#### Your goal:
Reproduce every line of the listing below exactly.

=-=-=

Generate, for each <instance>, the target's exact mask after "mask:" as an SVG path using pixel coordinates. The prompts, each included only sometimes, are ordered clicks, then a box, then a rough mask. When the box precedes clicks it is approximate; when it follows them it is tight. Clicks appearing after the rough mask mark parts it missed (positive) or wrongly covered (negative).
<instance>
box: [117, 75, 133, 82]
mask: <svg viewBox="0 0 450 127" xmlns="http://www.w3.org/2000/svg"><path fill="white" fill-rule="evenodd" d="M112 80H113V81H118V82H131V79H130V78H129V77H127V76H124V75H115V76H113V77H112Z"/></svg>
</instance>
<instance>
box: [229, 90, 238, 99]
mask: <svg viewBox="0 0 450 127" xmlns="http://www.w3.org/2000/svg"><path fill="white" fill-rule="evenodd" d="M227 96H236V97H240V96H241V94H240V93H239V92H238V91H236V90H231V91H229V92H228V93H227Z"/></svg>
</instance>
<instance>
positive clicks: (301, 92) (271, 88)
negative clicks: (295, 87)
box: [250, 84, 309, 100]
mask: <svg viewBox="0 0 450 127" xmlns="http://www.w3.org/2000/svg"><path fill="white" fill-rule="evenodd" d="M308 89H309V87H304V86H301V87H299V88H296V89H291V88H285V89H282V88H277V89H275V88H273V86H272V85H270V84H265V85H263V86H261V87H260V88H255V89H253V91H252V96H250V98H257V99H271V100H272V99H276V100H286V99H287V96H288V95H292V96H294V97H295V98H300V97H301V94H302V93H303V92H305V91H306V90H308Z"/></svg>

=-=-=

#### Answer space:
Generate, for each <instance>, the target's exact mask after "mask:" as an SVG path using pixel coordinates. The prompts, each included only sometimes, are ordered clicks, then a box, then a rough mask. When the box precedes clicks it is approximate; when it follows them it is tight. Clicks appearing after the rough mask mark parts it missed (positive) or wrongly covered (negative).
<instance>
box: [117, 75, 133, 82]
mask: <svg viewBox="0 0 450 127" xmlns="http://www.w3.org/2000/svg"><path fill="white" fill-rule="evenodd" d="M112 80H113V81H118V82H131V79H130V78H129V77H127V76H124V75H115V76H113V77H112Z"/></svg>
</instance>
<instance>
box: [229, 90, 238, 99]
mask: <svg viewBox="0 0 450 127" xmlns="http://www.w3.org/2000/svg"><path fill="white" fill-rule="evenodd" d="M227 96H236V97H240V96H241V94H240V93H239V92H238V91H236V90H231V91H229V92H228V93H227Z"/></svg>
</instance>
<instance>
positive clicks: (301, 92) (271, 88)
negative clicks: (295, 87)
box: [250, 84, 309, 100]
mask: <svg viewBox="0 0 450 127" xmlns="http://www.w3.org/2000/svg"><path fill="white" fill-rule="evenodd" d="M308 89H309V87H304V86H301V87H299V88H296V89H291V88H285V89H282V88H277V89H275V88H273V86H272V85H270V84H265V85H263V86H261V87H260V88H255V89H253V91H252V96H250V98H257V99H271V100H272V99H276V100H286V99H287V96H288V95H292V96H294V97H295V98H300V97H301V94H302V93H303V92H305V91H306V90H308Z"/></svg>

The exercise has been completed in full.